Request ->
In the forum thread, which actor does Ebisu's Shades single out for praise in Iron Man II?

Page excerpt ->
-.-.-

I thought Watchman was good, but it is also flawed and you have to know what to expect.

It's a drama, not an action movie.


----------



## hadou (Jan 12, 2013)

The Losers; completely underrated.


----------



## Stunna (Jan 12, 2013)

Doesn't particularly excel at either.


----------



## Ebisu's Shades (Jan 13, 2013)

Iron Man II - I enjoyed this one as much as the first one.  In some ways more.  Sam Rockwell was awesome.  Doesn't seem to get as much love by audiences as the first Iron Man.


----------



## Perverted King (Jan 13, 2013)

Watchmen was great I don't understand why people hated the movie


----------



## Al-Yasa (Jan 13, 2013)

The mask


----------



## Aeternus (Jan 14, 2013)

Al-Yasa said:


> The mask



Really like that movie, even though I got really tired of seeing at some point since they were playing it all the time.


----------



## James Bond (Jan 14, 2013)

Hellboy, Ghost Rider (if it wasnt for Cage people might've taken the movie a little more seriously), The Punisher and Constantine.

Wouldnt say Mask is underrated, yeah people might not talk about it but people dont exactly say negative things if it's mentioned just like with The Crow.


----------



## Aeternus (Jan 14, 2013)

James Bond said:


> Constantine.



Wow, someone who liked Constantine. Now this is a rare sight lol 
And couldn't the same thing be said about Hellboy as well? I mean, everybody I have seen, is praising those two movies.


----------



## x5exotic (Jan 14, 2013)

Punisher (2004), great story, good characters, great score, Travola. Really underrated. 

Also X3 was kinda good, despite all the plot-holes, I enjoyed it when I was younger, same with Spiderman 3, can't really see what was bad about it.


----------



## Aeternus (Jan 14, 2013)

While I do agree about X3, Spider-Man 3 was indeed bad. While it wasn't one of the worsts movies ever or anything, when you compare it to the previous two, it is just bad.


----------



## x5exotic (Jan 14, 2013)

Idk, I found the 2nd one dull, sure the villain basically kicked spidey's ass which was something new to me then, and it had good moments but it was dull overall. SM3 had some really great moments like how the burglar turned into sandman, and all that shit.

-.-.-

Data records ->
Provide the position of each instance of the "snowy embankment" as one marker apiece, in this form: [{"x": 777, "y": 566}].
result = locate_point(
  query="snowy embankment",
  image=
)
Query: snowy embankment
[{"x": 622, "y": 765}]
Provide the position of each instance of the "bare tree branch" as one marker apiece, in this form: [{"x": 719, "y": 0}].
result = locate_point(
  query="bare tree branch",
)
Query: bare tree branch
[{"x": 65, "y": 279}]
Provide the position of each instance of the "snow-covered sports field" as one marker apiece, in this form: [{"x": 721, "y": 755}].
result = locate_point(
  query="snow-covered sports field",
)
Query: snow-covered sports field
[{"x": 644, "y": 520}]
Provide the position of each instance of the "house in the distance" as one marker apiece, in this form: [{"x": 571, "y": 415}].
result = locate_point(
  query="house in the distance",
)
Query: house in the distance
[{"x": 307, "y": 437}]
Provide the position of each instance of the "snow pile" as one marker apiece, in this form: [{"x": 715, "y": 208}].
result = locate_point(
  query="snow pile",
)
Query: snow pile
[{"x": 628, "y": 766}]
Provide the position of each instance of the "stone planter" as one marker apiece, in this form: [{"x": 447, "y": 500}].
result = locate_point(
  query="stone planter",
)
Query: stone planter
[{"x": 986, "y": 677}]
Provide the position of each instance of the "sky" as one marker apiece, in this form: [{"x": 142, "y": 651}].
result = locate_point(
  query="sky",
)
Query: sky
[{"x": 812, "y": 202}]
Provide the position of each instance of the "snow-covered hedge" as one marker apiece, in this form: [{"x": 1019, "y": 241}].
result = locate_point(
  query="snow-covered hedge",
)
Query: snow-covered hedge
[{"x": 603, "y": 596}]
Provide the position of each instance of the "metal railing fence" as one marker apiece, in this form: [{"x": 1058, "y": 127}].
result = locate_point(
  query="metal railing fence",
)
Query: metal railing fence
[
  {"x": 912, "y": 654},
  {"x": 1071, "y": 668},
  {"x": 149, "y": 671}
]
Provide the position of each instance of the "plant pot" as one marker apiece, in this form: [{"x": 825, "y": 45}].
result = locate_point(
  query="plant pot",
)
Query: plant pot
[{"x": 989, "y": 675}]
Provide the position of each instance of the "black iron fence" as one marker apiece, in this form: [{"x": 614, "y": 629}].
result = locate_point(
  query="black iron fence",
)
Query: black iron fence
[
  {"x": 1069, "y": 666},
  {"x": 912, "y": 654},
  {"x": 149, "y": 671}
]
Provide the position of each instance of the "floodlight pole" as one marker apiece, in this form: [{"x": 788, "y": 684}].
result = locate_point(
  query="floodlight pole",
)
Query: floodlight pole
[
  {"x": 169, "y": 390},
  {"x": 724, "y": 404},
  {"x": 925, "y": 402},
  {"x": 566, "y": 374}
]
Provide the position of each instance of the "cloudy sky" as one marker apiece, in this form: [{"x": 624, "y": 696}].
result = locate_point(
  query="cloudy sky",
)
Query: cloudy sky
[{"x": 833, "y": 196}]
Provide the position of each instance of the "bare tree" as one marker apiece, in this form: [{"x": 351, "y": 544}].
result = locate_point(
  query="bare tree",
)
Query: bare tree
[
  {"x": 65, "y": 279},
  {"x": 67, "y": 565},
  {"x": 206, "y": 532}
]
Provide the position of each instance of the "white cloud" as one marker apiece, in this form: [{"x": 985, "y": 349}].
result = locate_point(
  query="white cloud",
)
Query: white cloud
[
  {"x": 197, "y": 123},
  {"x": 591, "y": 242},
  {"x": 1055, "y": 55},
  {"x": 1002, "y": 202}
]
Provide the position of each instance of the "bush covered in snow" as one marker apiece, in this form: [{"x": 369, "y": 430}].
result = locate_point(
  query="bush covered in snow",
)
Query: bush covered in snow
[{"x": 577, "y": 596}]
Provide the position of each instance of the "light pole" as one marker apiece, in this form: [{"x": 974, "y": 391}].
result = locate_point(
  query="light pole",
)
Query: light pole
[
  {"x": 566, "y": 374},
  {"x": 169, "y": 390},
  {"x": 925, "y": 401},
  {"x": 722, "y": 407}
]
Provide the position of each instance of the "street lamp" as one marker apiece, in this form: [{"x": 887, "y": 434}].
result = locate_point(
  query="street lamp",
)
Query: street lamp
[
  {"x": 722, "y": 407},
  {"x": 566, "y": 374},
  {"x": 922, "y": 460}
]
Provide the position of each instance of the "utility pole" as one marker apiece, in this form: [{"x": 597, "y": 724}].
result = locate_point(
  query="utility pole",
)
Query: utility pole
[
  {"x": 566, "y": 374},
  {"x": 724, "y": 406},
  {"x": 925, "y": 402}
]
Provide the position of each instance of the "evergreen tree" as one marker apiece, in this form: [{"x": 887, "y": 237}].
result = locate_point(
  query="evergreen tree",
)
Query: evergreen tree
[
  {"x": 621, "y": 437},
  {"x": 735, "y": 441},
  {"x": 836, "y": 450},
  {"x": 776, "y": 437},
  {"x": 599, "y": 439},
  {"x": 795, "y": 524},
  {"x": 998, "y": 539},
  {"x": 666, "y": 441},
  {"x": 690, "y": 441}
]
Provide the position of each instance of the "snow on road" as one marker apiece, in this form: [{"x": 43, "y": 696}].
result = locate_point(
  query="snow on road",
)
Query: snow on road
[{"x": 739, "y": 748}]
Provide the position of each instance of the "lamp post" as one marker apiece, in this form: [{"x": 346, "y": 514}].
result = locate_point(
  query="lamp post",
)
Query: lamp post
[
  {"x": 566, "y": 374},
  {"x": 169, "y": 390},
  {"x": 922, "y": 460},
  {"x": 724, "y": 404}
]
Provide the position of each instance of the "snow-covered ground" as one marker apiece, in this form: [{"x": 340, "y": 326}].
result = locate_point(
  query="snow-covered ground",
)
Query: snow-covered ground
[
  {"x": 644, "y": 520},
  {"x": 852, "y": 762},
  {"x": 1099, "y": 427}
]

-.-.-

Written answer ->
Sam Rockwell.